Action item: Continue the article below on how violence is labeled as terrorism, picking up after its final sentence.

BEGIN Document passage

For too long, terror attacks have been depicted as a uniquely Muslim problem, with acts of violence described as "terrorist only when it applies to Muslims," said Abbas Barzegar of the Council on American Islamic Relations. He works on documenting and combating anti-Muslim bigotry and Islamophobia.
"We've got an issue in this country where anytime a violent act is committed by a Muslim, the media starts at terrorism and then works backward from there," added Colin Clarke, a senior research fellow at the Soufan Centre, a New York-based think-tank.
It's the opposite when the shooter is non-Muslim and white, said Clarke, who's spent his career studying terrorism, particularly Muslim extremism.
The March 15 attacks in Christchurch raised questions about whether Islamophobia and the threat of violent right-wing extremism was being taken seriously by politicians and law enforcement.
US President Donald Trump expressed sympathy for the victims, but played down the rise of white nationalism around the world, saying he didn't consider it a major threat despite data showing it is growing.
The Anti-Defamation League found that right-wing extremism was linked to every extremist killing in the US last year, with at least 50 people killed.
The group said that since the 1970s, nearly three in four extremist-related killings in the US have been linked to domestic right-wing extremists and nearly all the rest to Muslim extremists.

END Document passage
BEGIN Excerpted records

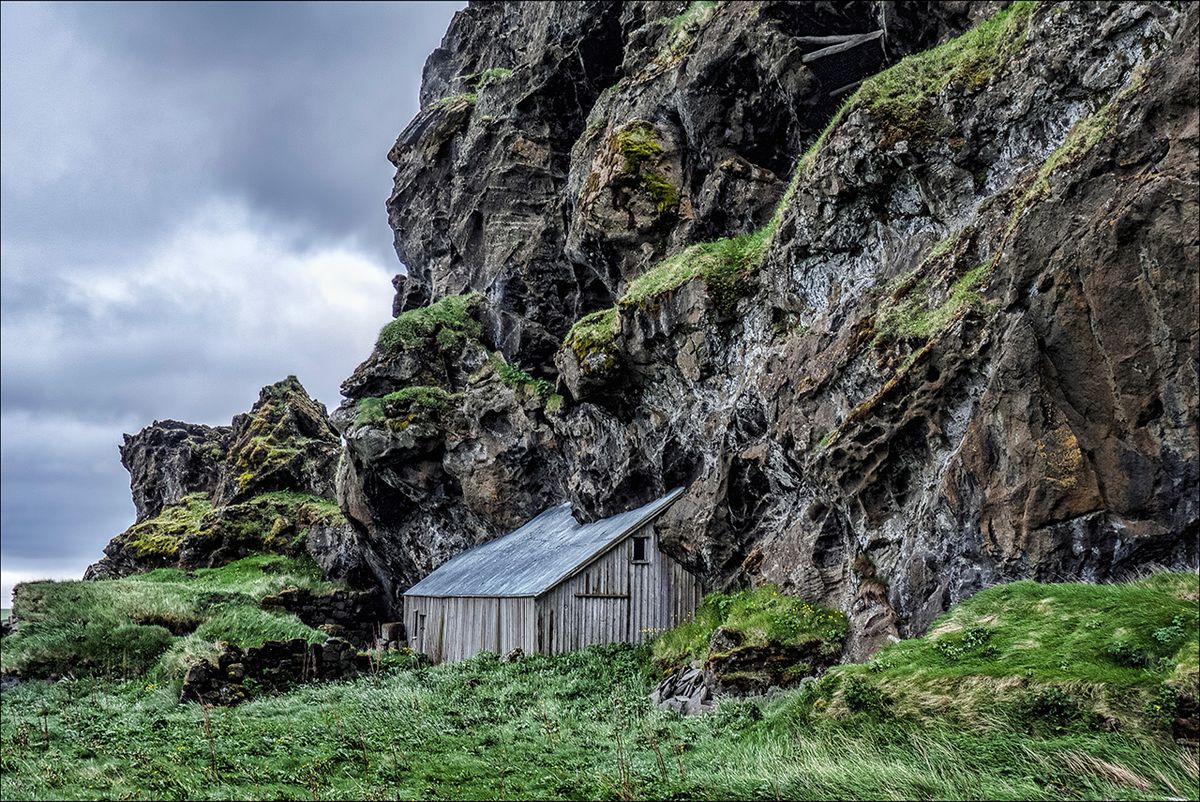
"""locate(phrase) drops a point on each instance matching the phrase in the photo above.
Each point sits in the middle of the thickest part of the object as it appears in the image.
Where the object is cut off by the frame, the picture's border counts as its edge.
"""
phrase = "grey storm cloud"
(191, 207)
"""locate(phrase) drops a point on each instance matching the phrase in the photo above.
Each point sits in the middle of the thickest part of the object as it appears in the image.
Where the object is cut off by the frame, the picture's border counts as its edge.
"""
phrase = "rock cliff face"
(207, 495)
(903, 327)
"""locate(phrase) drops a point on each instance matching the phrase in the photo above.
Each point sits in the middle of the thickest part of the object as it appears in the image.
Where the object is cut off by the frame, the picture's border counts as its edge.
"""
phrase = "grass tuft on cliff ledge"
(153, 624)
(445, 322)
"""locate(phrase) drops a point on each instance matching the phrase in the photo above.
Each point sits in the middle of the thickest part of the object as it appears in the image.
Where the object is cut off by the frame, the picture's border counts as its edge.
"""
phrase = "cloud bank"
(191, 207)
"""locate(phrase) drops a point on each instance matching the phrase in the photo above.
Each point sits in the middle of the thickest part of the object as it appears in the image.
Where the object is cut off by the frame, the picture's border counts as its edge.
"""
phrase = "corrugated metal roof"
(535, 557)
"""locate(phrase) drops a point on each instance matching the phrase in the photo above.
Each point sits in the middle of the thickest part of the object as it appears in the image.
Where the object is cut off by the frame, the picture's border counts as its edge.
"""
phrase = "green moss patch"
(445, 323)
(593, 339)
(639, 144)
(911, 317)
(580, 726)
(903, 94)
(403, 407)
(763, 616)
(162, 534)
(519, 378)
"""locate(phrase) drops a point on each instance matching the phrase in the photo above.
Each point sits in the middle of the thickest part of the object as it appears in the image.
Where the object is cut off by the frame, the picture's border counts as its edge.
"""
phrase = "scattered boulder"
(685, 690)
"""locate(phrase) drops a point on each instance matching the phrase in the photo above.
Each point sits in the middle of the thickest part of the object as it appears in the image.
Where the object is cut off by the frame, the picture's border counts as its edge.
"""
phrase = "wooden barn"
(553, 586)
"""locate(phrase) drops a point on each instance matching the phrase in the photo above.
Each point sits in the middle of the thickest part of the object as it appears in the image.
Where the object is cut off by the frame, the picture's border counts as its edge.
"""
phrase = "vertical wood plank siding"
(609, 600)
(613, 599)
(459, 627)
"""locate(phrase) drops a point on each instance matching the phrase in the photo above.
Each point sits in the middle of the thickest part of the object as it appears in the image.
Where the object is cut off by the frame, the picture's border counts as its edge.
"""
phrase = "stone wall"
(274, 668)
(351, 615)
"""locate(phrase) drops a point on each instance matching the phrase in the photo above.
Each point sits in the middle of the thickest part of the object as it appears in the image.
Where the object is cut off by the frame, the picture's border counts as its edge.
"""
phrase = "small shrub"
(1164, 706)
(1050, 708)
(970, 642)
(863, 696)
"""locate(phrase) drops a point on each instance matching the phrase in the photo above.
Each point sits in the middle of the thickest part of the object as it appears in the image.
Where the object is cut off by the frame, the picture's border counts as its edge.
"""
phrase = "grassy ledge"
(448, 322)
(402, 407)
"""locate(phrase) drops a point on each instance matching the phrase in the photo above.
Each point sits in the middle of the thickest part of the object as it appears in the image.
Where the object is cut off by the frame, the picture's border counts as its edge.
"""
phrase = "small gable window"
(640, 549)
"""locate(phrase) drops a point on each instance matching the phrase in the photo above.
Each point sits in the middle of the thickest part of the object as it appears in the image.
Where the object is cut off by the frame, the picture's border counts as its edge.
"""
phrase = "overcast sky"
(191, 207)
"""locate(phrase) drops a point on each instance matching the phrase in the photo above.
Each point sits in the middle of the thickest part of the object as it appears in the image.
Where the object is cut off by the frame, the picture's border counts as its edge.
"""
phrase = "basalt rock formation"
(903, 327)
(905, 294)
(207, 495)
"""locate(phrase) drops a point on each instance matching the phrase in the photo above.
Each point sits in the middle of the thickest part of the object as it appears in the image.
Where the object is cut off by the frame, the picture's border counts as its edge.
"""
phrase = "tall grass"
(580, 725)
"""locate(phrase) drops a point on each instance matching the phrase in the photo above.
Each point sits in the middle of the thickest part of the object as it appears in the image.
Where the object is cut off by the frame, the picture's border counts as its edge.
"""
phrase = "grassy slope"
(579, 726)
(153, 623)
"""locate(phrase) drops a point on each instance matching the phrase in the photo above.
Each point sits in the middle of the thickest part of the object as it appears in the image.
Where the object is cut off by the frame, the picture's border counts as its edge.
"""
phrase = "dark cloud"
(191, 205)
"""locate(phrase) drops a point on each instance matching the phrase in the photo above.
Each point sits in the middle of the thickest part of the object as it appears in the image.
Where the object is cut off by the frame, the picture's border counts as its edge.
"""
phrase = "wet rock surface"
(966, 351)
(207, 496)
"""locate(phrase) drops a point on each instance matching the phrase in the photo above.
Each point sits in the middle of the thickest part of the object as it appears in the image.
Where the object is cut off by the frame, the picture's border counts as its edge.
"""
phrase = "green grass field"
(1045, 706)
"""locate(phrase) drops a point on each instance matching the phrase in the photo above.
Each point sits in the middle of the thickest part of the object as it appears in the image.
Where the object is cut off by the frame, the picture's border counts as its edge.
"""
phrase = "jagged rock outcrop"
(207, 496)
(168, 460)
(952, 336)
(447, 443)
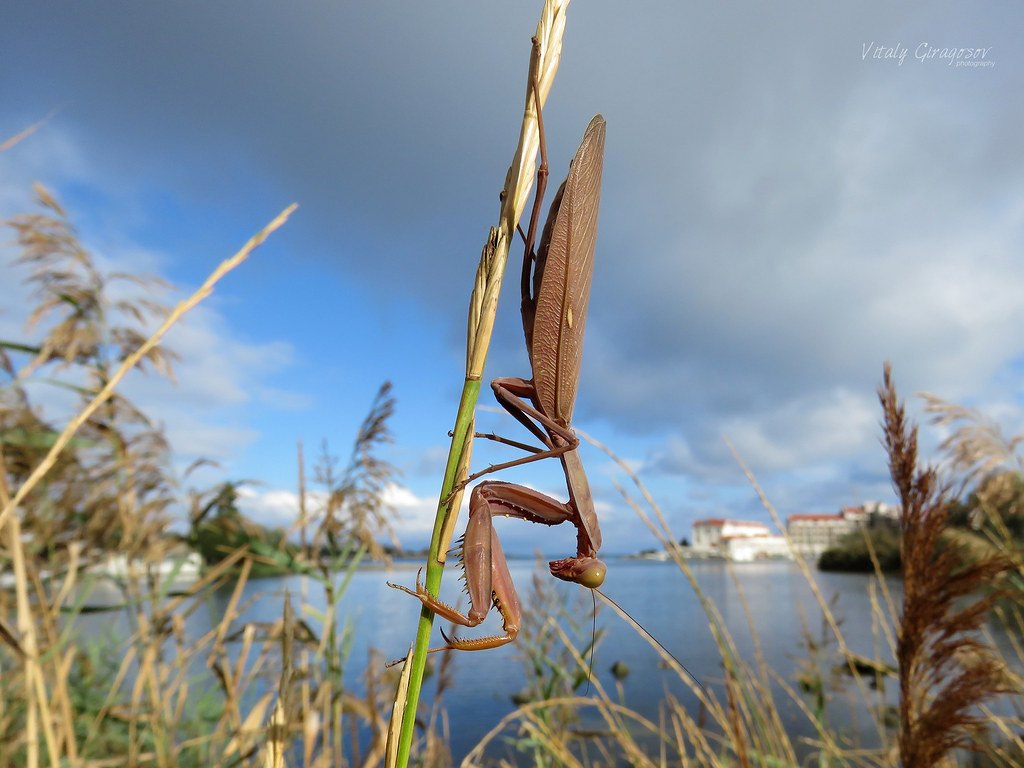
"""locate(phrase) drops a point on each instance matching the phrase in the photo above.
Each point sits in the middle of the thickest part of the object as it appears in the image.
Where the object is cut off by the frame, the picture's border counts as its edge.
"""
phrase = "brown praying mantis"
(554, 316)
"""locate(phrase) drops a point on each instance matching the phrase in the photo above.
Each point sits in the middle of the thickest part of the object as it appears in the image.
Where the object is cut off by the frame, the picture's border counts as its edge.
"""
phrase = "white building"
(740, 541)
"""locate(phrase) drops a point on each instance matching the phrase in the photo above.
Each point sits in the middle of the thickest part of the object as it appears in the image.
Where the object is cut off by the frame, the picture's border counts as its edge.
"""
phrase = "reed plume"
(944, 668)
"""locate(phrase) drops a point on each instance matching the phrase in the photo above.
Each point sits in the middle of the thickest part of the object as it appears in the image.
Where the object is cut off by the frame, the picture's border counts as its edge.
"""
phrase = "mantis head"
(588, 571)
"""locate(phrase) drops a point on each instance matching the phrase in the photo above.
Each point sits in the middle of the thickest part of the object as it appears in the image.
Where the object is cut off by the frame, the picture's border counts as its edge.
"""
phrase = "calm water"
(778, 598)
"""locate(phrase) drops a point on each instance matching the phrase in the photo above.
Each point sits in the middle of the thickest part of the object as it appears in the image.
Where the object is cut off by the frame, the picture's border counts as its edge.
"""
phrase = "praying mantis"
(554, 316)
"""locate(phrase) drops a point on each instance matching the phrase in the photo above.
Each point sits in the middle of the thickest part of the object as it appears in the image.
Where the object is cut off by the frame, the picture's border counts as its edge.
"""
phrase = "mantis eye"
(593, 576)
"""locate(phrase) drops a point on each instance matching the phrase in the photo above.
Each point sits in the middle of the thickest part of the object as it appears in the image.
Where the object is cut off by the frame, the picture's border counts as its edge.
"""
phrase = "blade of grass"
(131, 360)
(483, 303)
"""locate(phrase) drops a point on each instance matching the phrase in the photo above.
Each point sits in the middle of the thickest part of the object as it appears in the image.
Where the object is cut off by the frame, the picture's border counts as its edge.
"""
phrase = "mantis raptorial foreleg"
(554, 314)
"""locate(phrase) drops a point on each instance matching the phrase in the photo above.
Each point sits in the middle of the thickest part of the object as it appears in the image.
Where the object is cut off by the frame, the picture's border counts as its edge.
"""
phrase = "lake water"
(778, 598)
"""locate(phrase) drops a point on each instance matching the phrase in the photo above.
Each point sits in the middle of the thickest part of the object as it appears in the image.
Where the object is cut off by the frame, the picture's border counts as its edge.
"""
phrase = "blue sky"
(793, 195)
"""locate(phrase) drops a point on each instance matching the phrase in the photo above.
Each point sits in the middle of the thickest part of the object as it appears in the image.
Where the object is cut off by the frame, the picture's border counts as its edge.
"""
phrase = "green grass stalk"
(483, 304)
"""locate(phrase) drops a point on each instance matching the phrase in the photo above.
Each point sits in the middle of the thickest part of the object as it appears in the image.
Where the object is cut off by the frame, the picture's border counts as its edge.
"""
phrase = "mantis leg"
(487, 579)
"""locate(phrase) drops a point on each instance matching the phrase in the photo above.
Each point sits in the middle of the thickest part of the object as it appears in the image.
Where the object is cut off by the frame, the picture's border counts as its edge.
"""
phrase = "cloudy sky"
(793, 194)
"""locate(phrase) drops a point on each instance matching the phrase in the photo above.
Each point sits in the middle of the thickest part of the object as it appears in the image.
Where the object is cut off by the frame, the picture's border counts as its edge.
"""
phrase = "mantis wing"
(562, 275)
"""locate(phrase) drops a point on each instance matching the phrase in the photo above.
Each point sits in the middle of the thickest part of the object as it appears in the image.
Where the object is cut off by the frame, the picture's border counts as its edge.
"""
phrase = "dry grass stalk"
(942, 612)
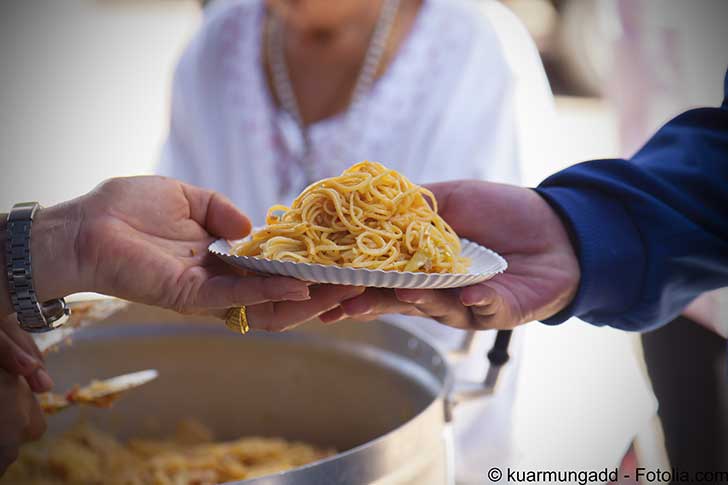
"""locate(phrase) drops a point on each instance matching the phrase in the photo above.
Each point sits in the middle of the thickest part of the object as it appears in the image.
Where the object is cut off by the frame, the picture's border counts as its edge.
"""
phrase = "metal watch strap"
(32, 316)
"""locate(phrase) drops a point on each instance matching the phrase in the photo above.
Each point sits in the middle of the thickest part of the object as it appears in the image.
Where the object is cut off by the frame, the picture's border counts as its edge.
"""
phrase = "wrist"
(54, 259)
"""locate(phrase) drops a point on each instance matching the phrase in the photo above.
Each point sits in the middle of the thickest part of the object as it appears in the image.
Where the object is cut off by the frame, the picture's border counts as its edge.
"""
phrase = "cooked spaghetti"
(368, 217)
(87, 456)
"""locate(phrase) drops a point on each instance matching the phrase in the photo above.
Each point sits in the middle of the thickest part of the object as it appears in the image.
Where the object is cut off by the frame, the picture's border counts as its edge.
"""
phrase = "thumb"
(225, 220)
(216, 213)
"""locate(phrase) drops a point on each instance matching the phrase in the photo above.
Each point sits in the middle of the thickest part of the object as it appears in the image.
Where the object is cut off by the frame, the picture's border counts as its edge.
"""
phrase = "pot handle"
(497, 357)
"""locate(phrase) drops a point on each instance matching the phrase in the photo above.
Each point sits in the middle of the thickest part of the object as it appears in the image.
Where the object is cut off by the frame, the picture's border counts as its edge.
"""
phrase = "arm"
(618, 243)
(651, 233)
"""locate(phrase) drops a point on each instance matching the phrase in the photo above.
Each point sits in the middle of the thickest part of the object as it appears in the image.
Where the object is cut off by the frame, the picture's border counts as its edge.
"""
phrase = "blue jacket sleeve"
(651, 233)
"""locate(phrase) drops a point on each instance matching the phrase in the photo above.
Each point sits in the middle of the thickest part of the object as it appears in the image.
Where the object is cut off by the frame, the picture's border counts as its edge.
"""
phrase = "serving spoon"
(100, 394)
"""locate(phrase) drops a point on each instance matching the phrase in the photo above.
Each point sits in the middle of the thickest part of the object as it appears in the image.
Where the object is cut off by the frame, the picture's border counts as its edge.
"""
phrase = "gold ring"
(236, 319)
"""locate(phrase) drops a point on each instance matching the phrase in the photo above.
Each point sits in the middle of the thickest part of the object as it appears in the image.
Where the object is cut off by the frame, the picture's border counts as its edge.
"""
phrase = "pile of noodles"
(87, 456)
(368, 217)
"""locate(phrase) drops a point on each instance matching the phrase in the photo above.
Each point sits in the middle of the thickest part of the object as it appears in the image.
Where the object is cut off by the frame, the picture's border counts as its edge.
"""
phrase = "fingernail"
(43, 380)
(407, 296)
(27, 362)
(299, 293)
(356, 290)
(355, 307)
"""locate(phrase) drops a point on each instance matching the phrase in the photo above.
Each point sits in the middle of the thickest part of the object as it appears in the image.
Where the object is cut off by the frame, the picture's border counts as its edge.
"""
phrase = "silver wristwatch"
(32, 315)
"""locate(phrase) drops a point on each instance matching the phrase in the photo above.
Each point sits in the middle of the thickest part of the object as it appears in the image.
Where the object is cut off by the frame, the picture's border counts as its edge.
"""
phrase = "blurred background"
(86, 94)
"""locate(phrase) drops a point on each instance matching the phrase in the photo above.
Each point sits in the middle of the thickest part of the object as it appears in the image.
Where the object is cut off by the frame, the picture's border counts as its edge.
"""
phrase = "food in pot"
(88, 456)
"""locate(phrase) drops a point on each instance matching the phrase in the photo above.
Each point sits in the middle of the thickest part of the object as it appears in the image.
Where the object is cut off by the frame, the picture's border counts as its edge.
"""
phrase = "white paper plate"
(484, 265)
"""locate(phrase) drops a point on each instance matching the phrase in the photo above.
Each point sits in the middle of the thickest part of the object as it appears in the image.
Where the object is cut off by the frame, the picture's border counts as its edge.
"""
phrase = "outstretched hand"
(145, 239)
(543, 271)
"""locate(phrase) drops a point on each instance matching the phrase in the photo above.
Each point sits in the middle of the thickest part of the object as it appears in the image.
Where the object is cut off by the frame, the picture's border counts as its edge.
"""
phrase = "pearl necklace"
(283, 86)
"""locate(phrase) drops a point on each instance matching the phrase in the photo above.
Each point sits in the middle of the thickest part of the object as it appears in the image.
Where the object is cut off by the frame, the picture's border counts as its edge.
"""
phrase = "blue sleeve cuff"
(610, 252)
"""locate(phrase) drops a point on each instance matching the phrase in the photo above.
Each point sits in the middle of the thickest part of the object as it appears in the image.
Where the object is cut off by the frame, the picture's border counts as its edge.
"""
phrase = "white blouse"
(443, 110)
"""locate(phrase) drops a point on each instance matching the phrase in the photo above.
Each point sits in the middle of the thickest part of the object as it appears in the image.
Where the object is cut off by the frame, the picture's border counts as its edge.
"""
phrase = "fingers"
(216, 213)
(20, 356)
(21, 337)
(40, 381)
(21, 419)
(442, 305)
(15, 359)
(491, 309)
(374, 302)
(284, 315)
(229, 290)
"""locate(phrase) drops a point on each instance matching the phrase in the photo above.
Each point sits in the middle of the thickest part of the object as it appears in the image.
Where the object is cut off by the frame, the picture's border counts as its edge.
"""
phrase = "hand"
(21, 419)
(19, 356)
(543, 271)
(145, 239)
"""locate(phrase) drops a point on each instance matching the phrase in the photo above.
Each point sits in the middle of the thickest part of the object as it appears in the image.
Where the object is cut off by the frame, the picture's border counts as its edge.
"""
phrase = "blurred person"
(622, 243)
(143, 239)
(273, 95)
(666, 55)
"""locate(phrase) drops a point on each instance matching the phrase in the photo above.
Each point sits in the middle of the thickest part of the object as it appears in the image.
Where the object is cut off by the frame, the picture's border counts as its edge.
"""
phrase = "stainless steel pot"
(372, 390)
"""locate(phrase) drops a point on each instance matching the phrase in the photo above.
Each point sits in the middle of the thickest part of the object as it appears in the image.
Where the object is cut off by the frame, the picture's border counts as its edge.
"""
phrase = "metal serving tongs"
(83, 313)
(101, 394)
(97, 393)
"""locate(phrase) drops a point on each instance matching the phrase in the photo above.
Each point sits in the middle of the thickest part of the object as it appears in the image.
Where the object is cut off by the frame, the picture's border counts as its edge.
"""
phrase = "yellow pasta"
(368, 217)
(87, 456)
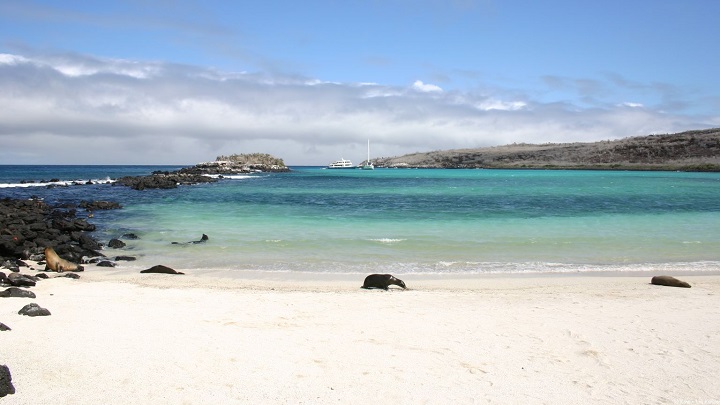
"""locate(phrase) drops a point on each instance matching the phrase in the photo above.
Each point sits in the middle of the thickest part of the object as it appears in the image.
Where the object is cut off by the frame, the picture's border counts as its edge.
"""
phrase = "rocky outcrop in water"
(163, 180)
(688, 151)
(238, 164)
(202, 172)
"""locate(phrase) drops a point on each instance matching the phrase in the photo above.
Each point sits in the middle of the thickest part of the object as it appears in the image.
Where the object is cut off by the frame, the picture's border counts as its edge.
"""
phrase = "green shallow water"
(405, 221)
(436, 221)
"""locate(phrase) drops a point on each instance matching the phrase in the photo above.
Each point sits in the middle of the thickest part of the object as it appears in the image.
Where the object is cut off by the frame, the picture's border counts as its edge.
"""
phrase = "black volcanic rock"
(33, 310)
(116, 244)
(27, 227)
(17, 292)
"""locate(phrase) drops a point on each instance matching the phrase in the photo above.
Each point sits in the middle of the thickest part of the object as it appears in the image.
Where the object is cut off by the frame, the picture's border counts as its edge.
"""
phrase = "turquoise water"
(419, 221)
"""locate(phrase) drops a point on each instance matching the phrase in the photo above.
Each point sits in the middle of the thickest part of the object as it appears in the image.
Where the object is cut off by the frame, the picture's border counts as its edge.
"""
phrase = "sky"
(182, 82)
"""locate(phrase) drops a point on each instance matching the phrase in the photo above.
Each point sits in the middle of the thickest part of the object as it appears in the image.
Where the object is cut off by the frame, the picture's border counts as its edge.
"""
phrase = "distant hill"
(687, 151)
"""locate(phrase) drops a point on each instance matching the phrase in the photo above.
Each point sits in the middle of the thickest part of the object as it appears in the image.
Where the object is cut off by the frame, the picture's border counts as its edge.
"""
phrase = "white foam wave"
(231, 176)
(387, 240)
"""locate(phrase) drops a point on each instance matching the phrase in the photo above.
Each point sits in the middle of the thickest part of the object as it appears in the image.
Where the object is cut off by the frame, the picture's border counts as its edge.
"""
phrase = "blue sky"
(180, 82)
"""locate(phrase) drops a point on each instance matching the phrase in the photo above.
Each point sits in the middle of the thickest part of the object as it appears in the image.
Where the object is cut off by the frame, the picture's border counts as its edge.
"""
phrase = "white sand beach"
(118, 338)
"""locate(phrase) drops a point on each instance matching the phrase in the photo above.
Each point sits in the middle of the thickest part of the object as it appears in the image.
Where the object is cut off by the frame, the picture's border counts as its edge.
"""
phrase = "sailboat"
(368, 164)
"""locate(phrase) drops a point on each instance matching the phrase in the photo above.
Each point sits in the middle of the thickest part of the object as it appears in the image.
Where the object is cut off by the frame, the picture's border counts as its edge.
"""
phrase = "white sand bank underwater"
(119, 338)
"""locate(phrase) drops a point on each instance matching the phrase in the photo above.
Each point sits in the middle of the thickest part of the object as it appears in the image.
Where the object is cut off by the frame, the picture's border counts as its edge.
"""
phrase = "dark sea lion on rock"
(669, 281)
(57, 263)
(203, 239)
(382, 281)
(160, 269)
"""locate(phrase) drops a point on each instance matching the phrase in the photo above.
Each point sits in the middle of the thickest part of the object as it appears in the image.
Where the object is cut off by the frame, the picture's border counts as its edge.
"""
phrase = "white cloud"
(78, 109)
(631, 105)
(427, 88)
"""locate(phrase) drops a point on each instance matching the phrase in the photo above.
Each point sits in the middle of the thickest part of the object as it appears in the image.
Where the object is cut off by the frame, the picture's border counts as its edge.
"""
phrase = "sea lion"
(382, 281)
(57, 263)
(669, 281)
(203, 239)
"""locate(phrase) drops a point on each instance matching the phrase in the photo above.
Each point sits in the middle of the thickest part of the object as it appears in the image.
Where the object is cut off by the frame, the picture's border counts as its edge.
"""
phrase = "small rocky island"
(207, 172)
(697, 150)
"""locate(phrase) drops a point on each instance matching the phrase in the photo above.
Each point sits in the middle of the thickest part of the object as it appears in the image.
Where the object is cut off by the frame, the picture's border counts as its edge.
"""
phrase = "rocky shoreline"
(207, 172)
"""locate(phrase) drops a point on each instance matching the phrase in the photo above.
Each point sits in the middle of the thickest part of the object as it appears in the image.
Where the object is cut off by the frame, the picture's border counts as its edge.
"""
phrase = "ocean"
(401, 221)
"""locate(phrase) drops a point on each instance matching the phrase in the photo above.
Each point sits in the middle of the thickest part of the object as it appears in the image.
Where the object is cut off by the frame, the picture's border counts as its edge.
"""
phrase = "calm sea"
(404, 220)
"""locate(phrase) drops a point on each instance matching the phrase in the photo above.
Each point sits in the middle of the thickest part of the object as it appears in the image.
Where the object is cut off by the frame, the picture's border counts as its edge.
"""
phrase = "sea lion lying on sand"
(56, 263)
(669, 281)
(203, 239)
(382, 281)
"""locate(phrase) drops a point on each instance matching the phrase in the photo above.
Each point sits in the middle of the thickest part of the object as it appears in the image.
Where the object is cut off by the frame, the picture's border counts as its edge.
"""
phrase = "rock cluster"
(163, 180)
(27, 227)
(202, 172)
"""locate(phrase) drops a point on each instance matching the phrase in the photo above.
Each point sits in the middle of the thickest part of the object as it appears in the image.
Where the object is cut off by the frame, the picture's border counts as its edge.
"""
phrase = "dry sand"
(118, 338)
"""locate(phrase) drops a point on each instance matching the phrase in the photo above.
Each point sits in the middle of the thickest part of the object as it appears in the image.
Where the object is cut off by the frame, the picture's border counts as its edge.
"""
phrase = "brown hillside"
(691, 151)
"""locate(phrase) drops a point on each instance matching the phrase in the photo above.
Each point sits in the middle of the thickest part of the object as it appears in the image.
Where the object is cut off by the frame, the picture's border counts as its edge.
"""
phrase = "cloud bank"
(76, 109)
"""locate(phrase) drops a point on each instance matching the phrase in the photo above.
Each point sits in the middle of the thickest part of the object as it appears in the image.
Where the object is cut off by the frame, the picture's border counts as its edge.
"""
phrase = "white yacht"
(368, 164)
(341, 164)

END Excerpted records

Answer area:
"It's really important that this attack not be dismissed as some crazy lone wolf, isolated incident," said Dalia Mogahed, who leads research at the Institute for Social Policy and Understanding, an organisation that focuses on research of American Muslims.
"I think it needs to be seen as ... a symptom of a wider problem, a transnational rising threat of white supremist violence where anti-Muslim rhetoric is the oxygen for this movement," she said.
A study by the ISPU found that foiled plots involving Muslims perceived to be acting in the name of Islam received 770 per cent more media coverage than those involving perpetrators acting in the name of white supremacy.
Another study by Georgia State University found that out of 136 terror attacks in the US over a span of 10 years, Muslims committed on average 12.5 per cent of the attacks, yet received more than half of the news coverage.
Mehdi Hasan, a commentator, TV host, columnist and adjunct professor at Georgetown University, said the public has been conditioned since the 9/11 attacks to see terrorists "as people with big beards, brown skin, loud voices shouting in Arabic".
He added: "I don't think anyone can deny that the entire 'War on Terror' has fed into this idea (of) Muslims as a threat, as 'the other', as inherently violent."
Clarke said he's been called to testify on Capitol Hill three times in the past two years about jihadi terrorism. "Where are the hearings about right-wing violence?" he asked.
Sectarian, cultural and ideological differences among the world's Muslims complicate efforts to uniformly push back against negative stereotypes — including the perception by some that Islam condones or encourages violence.
Such biases have been exacerbated by multiple attacks by Islamic extremists in European capitals and by years of conflicts that seem to pit Sunni and Shia Muslims against each other.
In the Middle East, the victims of extremist violence have often been fellow Muslims, targeted by groups like Isis or al-Qaeda because they don't share their hardline ideology.
Isis (Islamic State), which promoted an extremist version of Sunni Islam, terrorised millions of people during a five-year reign in parts of Syria and Iraq that only ended at the weekend, with the loss of the last speck of land of its self-proclaimed caliphate.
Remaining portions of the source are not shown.